> **Tasks for this exercise**:
- 1) In the Linux filesystems thread, rewrite the part from "I asked the" to "goal for Btrfs.", putting "large deployments" in place of "massive installations".
- 2) Translate this sentence from the Linux filesystems thread into Spanish: "I think it would be best to let the XFS developers answer this part."

> **Passage given**:
--------------------------------------------------

Thread (7 messages) 7 messages, 6 authors, 2008-06-04

Re: Future Linux filesystems

From: Chris Mason <hidden>
Date: 2008-06-04 02:14:41

On Tue, Jun 03, 2008 at 09:37:27AM -0500, Thomas King wrote:
quoted
All the issues he complains about actually are solved by XFS, and XFS actually
does better in
quoted
exactly these environments than either zfs on Solaris or JFS2 on AIX.
I asked the author that question and he states XFS is actually a pretty good
answer to most of those issues but believes it still falls short where "the
metadata areas are not aligned with RAID strips and allocation units are FAR too
small but better than ext."
I think it would be best to let the XFS developers answer this part.
But, XFS is designed for and used in massive installations, and I think
it represents a scalability goal for Btrfs.
Another detail he brought out was sending data and
metadata to different devices in those environments and referenced RT XFS.
Otherwise having them on the same device increases the possibility of corruption
and/or a longer filesystem check/repair. Will btrfs offer something like this in
the future?
Btrfs can duplicate metadata via the internal raid1 and raid10 code.  On
single spindles it will duplicate metadata as well.  This is different
from RT XFS which I do not understand well.

There is not code today in btrfs to force data and metadata to different
devices, but the disk format has the bits it needs to make that happen.

--------------------------------------------------

> **Data provided**:
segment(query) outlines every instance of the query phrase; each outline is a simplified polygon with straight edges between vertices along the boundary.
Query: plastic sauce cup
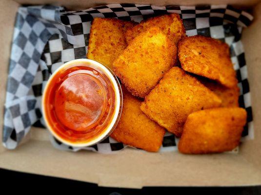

--------------------------------------------------

> **Answers for this exercise**:
- 1)
I asked the author that question and he states XFS is actually a pretty good
answer to most of those issues but believes it still falls short where "the
metadata areas are not aligned with RAID strips and allocation units are FAR too
small but better than ext."
I think it would be best to let the XFS developers answer this part.
But, XFS is designed for and used in large deployments, and I think
it represents a scalability goal for Btrfs.

- 2) Creo que lo mejor sería dejar que los desarrolladores de XFS respondan esta parte.